Top of DATASET EXTRACT

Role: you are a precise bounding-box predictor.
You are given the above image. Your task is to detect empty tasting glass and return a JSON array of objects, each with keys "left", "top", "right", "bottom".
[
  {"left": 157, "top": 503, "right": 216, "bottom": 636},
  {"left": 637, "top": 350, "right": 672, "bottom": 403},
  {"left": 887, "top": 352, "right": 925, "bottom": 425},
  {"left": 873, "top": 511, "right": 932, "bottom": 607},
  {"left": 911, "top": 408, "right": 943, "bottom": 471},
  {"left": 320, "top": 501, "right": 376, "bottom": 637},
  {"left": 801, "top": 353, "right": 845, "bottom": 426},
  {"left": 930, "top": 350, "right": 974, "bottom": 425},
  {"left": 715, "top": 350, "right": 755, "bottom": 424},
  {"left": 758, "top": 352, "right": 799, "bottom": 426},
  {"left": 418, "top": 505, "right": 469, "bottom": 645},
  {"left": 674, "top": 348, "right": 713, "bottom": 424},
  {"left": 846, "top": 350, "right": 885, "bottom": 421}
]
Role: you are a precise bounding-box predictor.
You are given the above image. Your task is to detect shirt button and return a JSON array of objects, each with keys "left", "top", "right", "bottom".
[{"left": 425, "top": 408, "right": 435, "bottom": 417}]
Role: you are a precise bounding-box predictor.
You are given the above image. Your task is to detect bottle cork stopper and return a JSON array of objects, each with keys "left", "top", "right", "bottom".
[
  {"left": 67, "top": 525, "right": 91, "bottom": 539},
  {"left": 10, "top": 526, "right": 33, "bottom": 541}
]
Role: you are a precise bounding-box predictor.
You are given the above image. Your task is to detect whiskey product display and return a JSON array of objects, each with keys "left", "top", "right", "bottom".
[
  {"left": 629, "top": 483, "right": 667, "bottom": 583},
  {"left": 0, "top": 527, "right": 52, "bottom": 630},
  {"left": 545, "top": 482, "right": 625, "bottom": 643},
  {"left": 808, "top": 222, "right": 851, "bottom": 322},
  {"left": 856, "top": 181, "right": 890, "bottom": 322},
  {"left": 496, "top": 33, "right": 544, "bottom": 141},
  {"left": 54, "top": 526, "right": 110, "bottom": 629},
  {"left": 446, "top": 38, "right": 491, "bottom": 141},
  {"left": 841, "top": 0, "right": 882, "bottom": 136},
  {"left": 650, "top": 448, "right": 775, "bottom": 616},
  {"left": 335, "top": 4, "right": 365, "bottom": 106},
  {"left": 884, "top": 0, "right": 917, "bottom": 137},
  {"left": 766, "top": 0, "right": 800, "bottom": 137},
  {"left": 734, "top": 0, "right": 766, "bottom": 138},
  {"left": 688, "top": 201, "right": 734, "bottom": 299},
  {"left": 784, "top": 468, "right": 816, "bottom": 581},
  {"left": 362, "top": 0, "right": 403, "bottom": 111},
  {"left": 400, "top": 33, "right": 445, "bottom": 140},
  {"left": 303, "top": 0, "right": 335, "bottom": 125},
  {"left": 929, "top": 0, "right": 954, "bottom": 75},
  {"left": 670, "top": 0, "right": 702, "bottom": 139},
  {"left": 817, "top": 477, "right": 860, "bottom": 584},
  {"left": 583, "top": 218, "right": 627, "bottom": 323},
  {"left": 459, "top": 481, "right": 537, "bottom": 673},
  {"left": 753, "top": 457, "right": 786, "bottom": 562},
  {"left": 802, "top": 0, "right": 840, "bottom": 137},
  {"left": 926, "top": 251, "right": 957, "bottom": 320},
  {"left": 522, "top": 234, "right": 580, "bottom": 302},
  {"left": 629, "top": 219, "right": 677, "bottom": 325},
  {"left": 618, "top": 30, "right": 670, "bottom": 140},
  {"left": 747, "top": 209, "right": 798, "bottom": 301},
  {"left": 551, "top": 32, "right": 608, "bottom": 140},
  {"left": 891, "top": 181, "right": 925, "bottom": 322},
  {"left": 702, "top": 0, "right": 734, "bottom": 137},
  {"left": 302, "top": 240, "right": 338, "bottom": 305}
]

Bottom of DATASET EXTRACT

### ABOUT THIS EXERCISE
Write the entries out once more, exactly as they were given.

### RESULT BELOW
Role: you are a precise bounding-box predictor.
You are given the above image. Your task is to detect empty tasting glass and return a JSON array of objects, each with keys "left", "top", "right", "bottom".
[
  {"left": 157, "top": 503, "right": 216, "bottom": 636},
  {"left": 637, "top": 350, "right": 672, "bottom": 403},
  {"left": 887, "top": 352, "right": 925, "bottom": 425},
  {"left": 873, "top": 511, "right": 932, "bottom": 607},
  {"left": 911, "top": 408, "right": 943, "bottom": 471},
  {"left": 320, "top": 501, "right": 376, "bottom": 637},
  {"left": 801, "top": 353, "right": 845, "bottom": 426},
  {"left": 930, "top": 350, "right": 974, "bottom": 425},
  {"left": 715, "top": 350, "right": 755, "bottom": 424},
  {"left": 758, "top": 352, "right": 799, "bottom": 426},
  {"left": 418, "top": 505, "right": 469, "bottom": 645},
  {"left": 674, "top": 348, "right": 713, "bottom": 424},
  {"left": 846, "top": 350, "right": 885, "bottom": 421}
]
Role: you are a precise bounding-box predictor.
You are given the above image. Your task is to detect shirt button and return a JSON array of objects, each with keys "left", "top", "right", "bottom".
[{"left": 425, "top": 408, "right": 435, "bottom": 417}]
Role: you are a precise bounding-box predictor.
You are given the above image. Your task is to detect bottle cork stopper and return a JSON array of objects, each with keys "left", "top", "right", "bottom".
[
  {"left": 67, "top": 525, "right": 91, "bottom": 539},
  {"left": 10, "top": 526, "right": 33, "bottom": 541}
]
Role: you are a precise bounding-box predictor.
You are given the above image. Your task is to detect whiskey product display and return a JSON array of objects, each with keys "left", "top", "right", "bottom".
[
  {"left": 629, "top": 483, "right": 667, "bottom": 583},
  {"left": 0, "top": 527, "right": 52, "bottom": 630},
  {"left": 545, "top": 482, "right": 625, "bottom": 643},
  {"left": 808, "top": 222, "right": 851, "bottom": 322},
  {"left": 856, "top": 181, "right": 890, "bottom": 322},
  {"left": 496, "top": 33, "right": 544, "bottom": 141},
  {"left": 54, "top": 526, "right": 110, "bottom": 629},
  {"left": 446, "top": 38, "right": 491, "bottom": 141},
  {"left": 841, "top": 0, "right": 882, "bottom": 136},
  {"left": 650, "top": 448, "right": 775, "bottom": 616},
  {"left": 335, "top": 4, "right": 365, "bottom": 106},
  {"left": 884, "top": 0, "right": 917, "bottom": 137},
  {"left": 766, "top": 0, "right": 800, "bottom": 137},
  {"left": 734, "top": 0, "right": 766, "bottom": 138},
  {"left": 688, "top": 201, "right": 734, "bottom": 299},
  {"left": 784, "top": 468, "right": 816, "bottom": 581},
  {"left": 362, "top": 0, "right": 403, "bottom": 111},
  {"left": 400, "top": 33, "right": 445, "bottom": 140},
  {"left": 303, "top": 0, "right": 335, "bottom": 125},
  {"left": 929, "top": 0, "right": 954, "bottom": 75},
  {"left": 670, "top": 0, "right": 702, "bottom": 139},
  {"left": 817, "top": 477, "right": 860, "bottom": 584},
  {"left": 583, "top": 218, "right": 627, "bottom": 323},
  {"left": 459, "top": 481, "right": 537, "bottom": 673},
  {"left": 753, "top": 457, "right": 786, "bottom": 562},
  {"left": 802, "top": 0, "right": 840, "bottom": 137},
  {"left": 926, "top": 251, "right": 957, "bottom": 320},
  {"left": 522, "top": 234, "right": 580, "bottom": 302},
  {"left": 629, "top": 219, "right": 677, "bottom": 325},
  {"left": 618, "top": 30, "right": 670, "bottom": 140},
  {"left": 747, "top": 209, "right": 798, "bottom": 301},
  {"left": 551, "top": 32, "right": 608, "bottom": 140},
  {"left": 891, "top": 181, "right": 925, "bottom": 322},
  {"left": 702, "top": 0, "right": 734, "bottom": 137},
  {"left": 302, "top": 240, "right": 338, "bottom": 305}
]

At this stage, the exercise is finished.